#### Saved data entries
◇ ◇ ◇ ◇ ◇ ◇ ◇

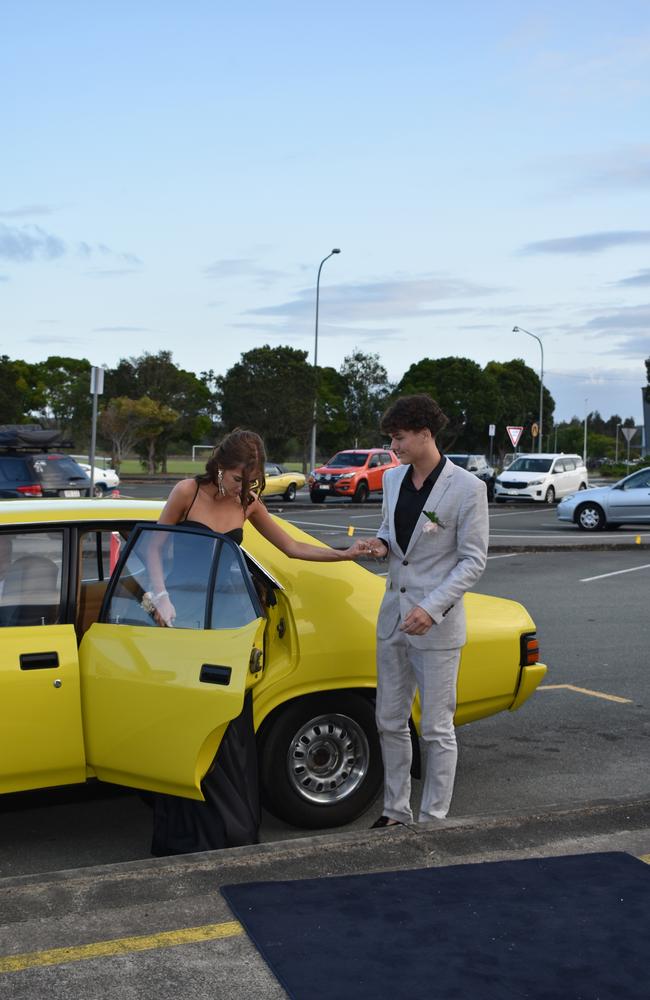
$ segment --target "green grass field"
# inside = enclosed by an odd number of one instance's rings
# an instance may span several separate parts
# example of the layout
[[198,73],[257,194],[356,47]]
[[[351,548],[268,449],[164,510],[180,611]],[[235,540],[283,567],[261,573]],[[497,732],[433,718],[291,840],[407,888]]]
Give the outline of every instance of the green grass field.
[[[300,462],[285,462],[284,468],[289,472],[302,471]],[[193,462],[191,458],[170,458],[167,462],[167,472],[171,475],[196,476],[197,473],[203,472],[204,469],[205,460],[203,462]],[[144,473],[144,469],[137,458],[127,458],[122,462],[120,472],[123,475],[141,475]]]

◇ ◇ ◇ ◇ ◇ ◇ ◇

#### What the task asks
The answer must consist of the entries above, reproduced word for word, without any pictures.

#### Response to this exercise
$ segment --target "green grass field"
# inside = enclosed by an odd number of one instance's rings
# an instance may span several separate parts
# example of the layout
[[198,73],[257,194],[356,47]]
[[[351,548],[268,449],[164,510],[180,611]],[[235,540],[283,567],[261,573]],[[497,732],[433,718],[291,840],[407,888]]]
Give the outline of every instance of the green grass field.
[[[300,462],[285,462],[284,468],[289,472],[302,471]],[[193,462],[191,458],[170,458],[167,462],[167,472],[171,475],[196,476],[197,473],[203,472],[204,469],[205,460],[203,462]],[[144,473],[144,469],[137,458],[127,458],[122,462],[120,472],[123,475],[141,475]]]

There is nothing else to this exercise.